Extract provided -
● ● ●

Franciscan Missionaries of the Eternal Word


#1

I really like their order. They’re almost perfect: I only need to get a GED, no college required (For those that say this statement is bogus I spoke with the vocations director Brother Patrick Mary and he said college is NOT a requirement), they preach, they travel, they’re Franciscan, they wear brown, they are orthodox to the very extreme, they’re all nice and humorous, they even have a dog! And a Labrador of all dogs! But the one problem they have is one I simply cannot live with: I need to be 21. Why cruel God, why? I don’t want to wait six more years! Three years to join any other community itself seems far too long, but six? I don’t even want to bear the thought. I don’t suppose making them watch Therese would change their mind? :stuck_out_tongue:

This thread may seem pointless, but I just need somebody to talk to about my superficial woes. :smiley:


#2

Why on Earth would someone who is, apparently, 15 yo be talking about a GED? :confused: Best to finish High School (that will occupy several years), earn a diploma, and then revisit the matter. The Franciscans will still be there. :)


#3

[quote="malphono, post:2, topic:255743"]
Why on Earth would someone who is, apparently, 15 yo be talking about a GED? :confused: Best to finish High School (that will occupy several years), earn a diploma, and then revisit the matter. The Franciscans will still be there. :)

[/quote]

Did it ever occur to you in your mind that I just might be home schooled? :p


#4

Homeschooled students can get diplomas. It happens every day, all day long. Maybe you were just joking?
oneseeker2


#5

I didn’t know that they had a 21-year rule. That would make sense. While other Franciscans require that you have a BA degree and these friars require that you be 21, that would make them all about the same age when they enter.

● ● ●

Data supplied -
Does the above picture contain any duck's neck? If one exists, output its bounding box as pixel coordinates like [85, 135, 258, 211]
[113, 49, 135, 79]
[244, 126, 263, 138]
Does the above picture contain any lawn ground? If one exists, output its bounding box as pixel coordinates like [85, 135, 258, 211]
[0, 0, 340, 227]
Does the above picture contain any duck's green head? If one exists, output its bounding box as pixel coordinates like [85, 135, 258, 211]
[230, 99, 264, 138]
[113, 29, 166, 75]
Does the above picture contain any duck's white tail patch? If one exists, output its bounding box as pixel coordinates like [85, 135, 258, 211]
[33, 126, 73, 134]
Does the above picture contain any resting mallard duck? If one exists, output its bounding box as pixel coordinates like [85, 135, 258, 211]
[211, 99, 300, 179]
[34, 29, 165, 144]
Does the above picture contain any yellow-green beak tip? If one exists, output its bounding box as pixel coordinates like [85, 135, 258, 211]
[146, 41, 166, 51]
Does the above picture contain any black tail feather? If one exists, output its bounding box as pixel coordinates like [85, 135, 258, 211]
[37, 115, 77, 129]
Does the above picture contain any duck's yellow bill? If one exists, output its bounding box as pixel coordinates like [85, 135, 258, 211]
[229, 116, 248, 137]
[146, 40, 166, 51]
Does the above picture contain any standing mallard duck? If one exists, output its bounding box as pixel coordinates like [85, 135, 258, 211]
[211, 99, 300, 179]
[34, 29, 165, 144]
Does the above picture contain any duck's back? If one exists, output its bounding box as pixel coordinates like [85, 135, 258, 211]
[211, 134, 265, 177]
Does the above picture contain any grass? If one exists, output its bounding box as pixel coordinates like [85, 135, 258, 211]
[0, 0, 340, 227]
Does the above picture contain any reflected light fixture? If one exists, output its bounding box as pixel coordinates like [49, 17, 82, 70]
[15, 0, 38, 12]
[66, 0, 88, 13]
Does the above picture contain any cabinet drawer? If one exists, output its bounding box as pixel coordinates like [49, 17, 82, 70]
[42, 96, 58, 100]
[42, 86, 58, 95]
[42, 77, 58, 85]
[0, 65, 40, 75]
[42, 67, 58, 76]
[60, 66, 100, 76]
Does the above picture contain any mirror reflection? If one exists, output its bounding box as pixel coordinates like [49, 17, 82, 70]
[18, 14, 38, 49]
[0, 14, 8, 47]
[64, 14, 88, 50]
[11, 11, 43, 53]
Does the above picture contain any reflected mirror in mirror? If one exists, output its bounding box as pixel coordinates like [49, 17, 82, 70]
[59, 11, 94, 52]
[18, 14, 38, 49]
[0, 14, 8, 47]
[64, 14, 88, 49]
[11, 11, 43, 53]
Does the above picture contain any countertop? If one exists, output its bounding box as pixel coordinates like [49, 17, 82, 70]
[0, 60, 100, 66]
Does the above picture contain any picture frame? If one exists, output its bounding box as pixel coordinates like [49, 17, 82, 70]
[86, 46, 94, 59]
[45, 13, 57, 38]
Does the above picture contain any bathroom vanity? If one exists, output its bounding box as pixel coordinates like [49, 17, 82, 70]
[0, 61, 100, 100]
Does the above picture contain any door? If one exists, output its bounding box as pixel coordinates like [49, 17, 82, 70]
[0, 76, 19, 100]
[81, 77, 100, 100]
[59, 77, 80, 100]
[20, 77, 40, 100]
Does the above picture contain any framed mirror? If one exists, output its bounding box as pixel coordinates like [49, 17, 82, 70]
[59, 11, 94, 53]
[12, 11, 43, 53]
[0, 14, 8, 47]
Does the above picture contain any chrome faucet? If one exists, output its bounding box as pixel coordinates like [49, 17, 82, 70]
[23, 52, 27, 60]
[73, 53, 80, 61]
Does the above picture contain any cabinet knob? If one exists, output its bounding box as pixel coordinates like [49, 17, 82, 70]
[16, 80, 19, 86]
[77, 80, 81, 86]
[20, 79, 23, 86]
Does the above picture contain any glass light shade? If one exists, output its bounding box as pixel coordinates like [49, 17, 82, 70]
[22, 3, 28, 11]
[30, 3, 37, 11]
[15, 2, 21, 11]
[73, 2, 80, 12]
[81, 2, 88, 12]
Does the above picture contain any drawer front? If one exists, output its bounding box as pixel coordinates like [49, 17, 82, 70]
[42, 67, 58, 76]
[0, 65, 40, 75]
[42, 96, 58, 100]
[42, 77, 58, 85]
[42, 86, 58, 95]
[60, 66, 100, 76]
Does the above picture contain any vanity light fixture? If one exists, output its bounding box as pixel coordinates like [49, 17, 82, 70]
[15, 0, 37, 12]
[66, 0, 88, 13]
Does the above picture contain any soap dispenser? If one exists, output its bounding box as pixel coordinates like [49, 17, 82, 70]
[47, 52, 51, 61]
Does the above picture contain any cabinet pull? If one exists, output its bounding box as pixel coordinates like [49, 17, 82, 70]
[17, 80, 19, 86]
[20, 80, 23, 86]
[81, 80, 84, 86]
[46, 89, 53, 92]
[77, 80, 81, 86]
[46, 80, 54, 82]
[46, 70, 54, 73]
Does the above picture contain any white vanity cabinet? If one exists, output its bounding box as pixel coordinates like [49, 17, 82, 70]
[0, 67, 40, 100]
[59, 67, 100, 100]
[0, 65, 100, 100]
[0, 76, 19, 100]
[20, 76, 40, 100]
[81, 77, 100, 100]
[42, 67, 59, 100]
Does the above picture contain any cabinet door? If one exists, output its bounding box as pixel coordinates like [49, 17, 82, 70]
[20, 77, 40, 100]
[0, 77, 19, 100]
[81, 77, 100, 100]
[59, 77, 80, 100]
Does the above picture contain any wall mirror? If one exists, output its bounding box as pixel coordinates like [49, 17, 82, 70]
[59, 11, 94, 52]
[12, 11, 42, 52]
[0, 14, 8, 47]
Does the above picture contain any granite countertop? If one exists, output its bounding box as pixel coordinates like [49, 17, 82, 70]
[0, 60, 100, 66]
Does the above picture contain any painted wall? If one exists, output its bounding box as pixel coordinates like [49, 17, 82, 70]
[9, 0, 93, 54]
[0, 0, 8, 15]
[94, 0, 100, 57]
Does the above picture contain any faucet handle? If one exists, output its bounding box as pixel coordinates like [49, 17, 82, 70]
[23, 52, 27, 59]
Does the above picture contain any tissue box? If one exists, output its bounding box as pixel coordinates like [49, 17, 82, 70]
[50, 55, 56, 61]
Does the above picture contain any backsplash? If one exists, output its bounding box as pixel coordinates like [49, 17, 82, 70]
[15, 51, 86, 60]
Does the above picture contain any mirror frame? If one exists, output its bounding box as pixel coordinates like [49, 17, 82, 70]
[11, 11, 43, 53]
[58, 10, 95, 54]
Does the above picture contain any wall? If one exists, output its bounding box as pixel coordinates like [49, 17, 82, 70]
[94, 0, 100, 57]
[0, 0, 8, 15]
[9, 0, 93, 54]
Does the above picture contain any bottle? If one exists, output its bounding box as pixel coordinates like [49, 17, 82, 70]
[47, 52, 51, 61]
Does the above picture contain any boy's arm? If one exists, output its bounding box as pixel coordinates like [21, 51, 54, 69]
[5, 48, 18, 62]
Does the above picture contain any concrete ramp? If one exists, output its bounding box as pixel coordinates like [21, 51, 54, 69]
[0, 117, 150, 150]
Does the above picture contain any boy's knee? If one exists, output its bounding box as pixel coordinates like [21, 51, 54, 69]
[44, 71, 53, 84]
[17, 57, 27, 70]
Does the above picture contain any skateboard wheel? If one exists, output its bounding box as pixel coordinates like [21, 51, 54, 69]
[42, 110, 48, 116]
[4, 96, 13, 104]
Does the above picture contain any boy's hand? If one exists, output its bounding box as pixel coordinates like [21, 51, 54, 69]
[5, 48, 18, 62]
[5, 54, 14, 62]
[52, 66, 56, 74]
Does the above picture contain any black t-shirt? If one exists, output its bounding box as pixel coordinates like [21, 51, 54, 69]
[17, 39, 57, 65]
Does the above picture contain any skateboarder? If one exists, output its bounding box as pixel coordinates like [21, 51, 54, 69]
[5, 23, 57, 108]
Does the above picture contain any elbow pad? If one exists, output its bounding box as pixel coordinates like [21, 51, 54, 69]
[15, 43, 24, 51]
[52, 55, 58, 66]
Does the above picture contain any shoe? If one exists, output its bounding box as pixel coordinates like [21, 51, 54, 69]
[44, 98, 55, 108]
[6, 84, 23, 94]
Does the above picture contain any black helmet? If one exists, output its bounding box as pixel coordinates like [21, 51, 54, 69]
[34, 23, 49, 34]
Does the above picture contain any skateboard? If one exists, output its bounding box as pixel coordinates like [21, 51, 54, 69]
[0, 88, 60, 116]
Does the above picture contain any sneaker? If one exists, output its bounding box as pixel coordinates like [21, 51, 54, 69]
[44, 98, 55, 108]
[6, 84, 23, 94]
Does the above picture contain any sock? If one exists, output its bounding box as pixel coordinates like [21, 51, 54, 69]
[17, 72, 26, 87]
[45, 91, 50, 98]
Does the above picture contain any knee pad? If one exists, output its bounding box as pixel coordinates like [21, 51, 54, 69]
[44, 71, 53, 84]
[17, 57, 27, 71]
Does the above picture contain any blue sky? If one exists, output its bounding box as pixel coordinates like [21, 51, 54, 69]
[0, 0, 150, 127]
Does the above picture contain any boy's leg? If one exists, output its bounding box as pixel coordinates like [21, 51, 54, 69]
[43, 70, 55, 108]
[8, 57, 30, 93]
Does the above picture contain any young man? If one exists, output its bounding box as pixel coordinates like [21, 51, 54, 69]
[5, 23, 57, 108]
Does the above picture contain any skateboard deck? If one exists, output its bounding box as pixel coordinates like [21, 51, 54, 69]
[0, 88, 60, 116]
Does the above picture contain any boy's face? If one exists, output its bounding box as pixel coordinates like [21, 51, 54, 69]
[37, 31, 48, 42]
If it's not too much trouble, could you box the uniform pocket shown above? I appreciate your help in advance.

● ● ●

Objective -
In the forum thread about the Franciscan Missionaries of the Eternal Word, who told the first poster that college is not a requirement for joining?

Complete response -
The vocations director, Brother Patrick Mary.